_Exercise instructions_: Rewrite the entries below with "aircraft wing" swapped for "airplane wing" and everything else left the same. Leave the pictures out of your version.

_Dataset_:
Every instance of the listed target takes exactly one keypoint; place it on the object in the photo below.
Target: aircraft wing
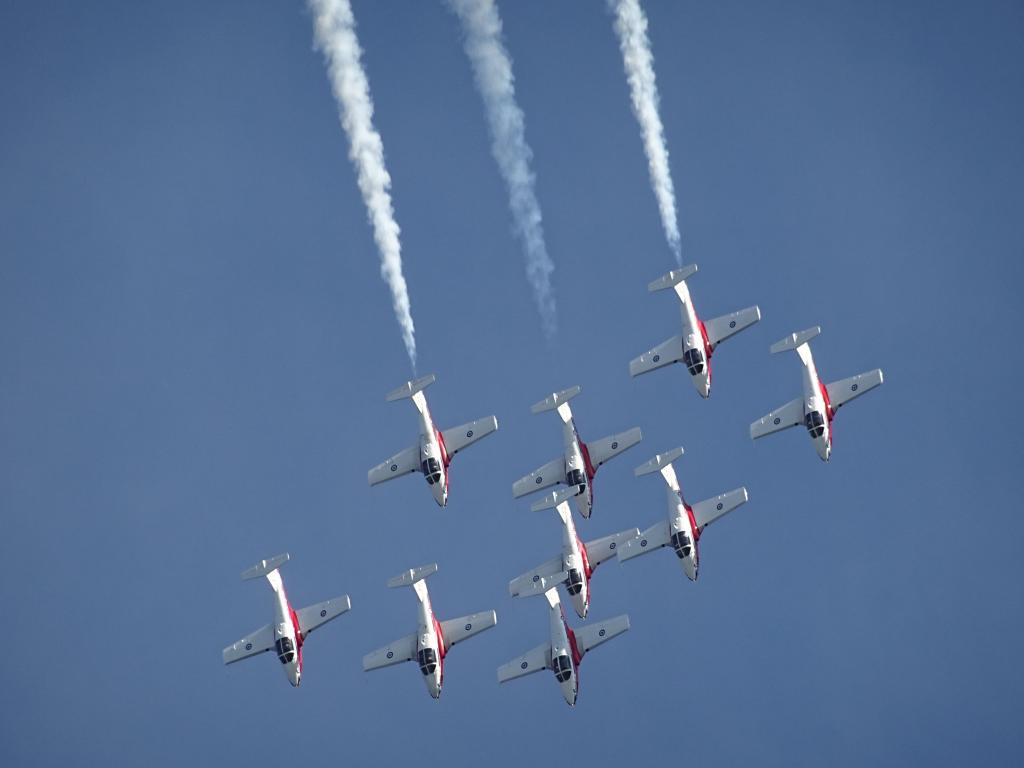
(530, 662)
(593, 635)
(843, 391)
(653, 538)
(402, 649)
(318, 614)
(551, 473)
(720, 329)
(524, 583)
(256, 642)
(462, 436)
(781, 418)
(666, 353)
(608, 448)
(456, 630)
(399, 464)
(709, 510)
(600, 550)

_Answer to the exercise_:
Every instance of the listed target takes exactly one keypoint; place it on the object in the photo below.
Target: airplane wing
(530, 662)
(593, 635)
(843, 391)
(653, 538)
(402, 649)
(318, 614)
(551, 473)
(720, 329)
(524, 583)
(256, 642)
(462, 436)
(781, 418)
(666, 353)
(608, 448)
(456, 630)
(399, 464)
(709, 510)
(600, 550)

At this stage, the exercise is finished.